**AIM OF THE EXERCISE:** Search the entries for the word "building". Copy every line that holds it.

**EXERCISE DATA:**
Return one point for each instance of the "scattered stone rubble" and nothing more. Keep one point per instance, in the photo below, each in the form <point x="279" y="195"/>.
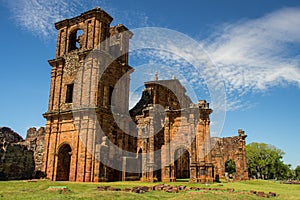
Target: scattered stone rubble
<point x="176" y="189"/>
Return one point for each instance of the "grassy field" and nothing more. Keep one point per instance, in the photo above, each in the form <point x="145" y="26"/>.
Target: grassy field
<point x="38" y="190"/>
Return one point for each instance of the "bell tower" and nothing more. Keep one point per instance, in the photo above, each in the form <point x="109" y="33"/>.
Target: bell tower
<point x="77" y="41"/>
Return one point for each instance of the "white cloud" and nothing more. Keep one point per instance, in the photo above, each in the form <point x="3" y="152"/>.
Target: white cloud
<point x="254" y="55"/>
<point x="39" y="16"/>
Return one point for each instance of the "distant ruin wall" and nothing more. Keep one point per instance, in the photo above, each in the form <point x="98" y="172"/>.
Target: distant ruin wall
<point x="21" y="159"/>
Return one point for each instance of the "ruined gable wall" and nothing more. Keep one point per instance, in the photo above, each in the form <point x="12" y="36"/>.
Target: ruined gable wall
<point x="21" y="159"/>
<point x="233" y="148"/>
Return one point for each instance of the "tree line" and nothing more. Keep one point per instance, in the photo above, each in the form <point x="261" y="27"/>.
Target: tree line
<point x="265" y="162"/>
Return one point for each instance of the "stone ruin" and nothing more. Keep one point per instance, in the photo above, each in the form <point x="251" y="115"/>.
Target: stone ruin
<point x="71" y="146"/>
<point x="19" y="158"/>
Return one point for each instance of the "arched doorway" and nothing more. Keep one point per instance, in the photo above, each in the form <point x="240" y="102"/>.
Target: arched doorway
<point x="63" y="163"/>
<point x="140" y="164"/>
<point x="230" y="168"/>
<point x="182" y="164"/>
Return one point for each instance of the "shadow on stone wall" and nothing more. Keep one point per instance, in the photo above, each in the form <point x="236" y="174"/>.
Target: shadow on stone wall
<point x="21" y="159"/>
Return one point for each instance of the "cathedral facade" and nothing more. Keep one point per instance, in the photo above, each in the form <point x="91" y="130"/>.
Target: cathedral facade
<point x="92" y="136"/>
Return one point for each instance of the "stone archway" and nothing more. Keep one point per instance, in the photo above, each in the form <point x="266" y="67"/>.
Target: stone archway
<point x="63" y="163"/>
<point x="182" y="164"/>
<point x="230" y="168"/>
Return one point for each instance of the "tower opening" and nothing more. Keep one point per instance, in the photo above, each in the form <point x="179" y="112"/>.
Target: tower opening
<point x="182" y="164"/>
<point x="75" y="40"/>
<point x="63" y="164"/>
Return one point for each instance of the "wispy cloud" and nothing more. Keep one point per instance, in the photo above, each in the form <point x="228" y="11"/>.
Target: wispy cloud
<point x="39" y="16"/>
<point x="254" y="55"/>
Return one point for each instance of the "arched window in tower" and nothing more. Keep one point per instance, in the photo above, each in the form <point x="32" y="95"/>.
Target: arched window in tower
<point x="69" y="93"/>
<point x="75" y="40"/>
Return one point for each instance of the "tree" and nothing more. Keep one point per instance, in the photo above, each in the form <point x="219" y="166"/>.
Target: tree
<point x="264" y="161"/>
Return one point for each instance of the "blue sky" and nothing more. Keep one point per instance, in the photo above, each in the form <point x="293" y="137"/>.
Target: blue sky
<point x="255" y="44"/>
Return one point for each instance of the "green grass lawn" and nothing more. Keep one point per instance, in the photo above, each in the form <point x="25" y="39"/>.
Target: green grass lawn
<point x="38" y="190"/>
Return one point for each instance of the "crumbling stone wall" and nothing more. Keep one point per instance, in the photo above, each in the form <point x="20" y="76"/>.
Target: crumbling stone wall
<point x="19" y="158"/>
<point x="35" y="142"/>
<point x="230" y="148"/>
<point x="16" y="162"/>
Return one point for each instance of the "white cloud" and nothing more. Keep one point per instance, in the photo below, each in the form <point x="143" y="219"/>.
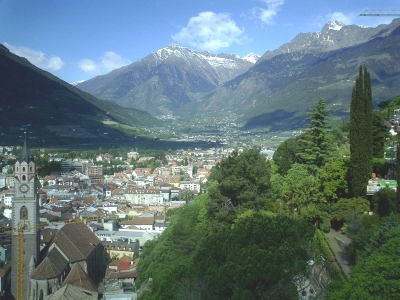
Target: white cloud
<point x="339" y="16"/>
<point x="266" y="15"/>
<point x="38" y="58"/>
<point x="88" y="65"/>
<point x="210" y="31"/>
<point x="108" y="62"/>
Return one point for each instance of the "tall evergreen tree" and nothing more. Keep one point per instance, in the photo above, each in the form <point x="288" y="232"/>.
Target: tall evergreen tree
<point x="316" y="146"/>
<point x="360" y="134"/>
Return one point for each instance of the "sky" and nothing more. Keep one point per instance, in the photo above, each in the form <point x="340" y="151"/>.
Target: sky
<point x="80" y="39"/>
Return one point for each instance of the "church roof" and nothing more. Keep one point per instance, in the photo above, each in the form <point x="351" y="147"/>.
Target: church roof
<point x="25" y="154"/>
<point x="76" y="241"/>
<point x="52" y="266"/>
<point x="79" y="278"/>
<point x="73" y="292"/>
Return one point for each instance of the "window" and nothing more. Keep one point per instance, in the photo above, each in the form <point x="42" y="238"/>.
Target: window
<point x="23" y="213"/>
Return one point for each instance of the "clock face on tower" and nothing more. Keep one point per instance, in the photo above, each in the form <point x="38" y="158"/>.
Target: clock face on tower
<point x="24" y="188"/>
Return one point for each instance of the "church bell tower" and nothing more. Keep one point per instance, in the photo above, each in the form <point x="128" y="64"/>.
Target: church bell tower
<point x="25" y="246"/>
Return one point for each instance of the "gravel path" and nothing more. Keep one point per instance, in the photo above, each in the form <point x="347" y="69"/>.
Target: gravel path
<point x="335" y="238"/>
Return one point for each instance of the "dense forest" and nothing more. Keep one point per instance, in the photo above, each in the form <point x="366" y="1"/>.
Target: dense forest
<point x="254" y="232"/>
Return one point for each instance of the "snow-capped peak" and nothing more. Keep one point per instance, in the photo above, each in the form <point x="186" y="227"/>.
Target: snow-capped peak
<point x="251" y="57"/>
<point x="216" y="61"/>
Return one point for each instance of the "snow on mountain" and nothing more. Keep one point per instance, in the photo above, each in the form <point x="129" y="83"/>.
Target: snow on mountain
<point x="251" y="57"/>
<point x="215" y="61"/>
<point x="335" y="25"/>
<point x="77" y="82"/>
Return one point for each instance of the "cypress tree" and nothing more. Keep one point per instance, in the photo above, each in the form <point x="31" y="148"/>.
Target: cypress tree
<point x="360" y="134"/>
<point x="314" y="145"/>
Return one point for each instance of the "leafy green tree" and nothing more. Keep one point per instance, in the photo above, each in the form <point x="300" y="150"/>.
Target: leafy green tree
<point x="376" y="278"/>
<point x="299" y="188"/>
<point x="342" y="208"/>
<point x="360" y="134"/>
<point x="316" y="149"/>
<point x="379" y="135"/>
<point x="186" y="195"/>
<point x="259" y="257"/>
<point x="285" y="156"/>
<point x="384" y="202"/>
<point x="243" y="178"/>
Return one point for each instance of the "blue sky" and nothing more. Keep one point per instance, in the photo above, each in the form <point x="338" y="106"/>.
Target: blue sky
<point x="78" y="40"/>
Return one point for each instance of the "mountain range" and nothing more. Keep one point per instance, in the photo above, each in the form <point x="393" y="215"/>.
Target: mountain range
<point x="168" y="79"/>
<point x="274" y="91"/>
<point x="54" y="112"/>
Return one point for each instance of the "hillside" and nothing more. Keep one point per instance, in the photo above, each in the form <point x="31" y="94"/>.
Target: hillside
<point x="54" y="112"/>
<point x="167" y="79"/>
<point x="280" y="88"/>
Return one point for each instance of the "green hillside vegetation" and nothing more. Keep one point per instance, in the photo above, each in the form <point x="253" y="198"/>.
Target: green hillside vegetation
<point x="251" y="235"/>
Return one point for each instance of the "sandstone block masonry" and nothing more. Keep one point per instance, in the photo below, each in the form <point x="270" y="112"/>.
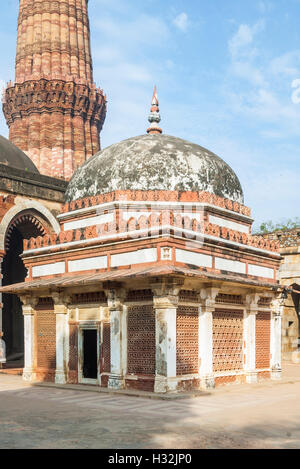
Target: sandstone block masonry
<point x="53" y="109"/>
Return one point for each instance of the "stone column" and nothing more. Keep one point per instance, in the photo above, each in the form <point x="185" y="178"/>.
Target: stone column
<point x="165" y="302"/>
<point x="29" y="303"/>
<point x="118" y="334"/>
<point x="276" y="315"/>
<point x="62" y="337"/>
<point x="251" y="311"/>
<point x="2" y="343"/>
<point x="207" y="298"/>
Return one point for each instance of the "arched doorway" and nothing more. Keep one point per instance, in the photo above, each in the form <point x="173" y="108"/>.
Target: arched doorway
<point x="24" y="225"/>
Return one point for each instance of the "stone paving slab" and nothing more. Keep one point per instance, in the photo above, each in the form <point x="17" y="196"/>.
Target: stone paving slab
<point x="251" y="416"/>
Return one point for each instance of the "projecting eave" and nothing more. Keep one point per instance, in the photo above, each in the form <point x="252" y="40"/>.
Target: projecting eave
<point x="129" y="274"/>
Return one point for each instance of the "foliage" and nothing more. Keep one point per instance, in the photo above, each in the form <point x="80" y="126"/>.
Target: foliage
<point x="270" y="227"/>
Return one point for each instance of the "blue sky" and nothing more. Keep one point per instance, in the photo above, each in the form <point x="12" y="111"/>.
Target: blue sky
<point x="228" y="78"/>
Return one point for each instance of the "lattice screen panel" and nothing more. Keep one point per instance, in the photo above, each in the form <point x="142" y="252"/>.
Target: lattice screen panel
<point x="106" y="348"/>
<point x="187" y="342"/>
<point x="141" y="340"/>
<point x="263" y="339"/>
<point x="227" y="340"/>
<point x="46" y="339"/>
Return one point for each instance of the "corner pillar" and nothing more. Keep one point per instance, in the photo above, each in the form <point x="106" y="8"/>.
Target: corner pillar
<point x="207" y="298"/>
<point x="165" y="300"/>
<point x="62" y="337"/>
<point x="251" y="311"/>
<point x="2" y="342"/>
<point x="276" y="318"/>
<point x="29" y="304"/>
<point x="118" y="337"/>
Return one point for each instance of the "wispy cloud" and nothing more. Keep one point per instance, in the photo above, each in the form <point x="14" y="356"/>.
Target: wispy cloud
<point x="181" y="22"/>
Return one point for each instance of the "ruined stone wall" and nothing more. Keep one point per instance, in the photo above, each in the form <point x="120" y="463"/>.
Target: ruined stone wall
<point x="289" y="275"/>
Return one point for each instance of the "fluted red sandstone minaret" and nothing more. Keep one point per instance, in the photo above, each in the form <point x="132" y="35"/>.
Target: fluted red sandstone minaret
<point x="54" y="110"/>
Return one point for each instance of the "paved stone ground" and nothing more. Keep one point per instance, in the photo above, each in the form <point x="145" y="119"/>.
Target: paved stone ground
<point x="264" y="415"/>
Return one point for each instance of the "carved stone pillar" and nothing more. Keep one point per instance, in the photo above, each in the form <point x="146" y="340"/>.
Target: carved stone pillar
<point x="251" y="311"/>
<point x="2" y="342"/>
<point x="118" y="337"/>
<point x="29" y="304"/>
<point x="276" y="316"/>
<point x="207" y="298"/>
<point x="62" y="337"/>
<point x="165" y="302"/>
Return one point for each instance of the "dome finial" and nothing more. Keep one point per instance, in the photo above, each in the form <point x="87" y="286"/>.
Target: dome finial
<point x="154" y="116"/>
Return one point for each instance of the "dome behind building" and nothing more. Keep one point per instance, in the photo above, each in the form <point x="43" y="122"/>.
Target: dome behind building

**REPLY:**
Return one point for each instance of the "dome behind building" and nothing more. Keep one point per instance, in the photo above, each in the form <point x="43" y="122"/>.
Target: dome behind building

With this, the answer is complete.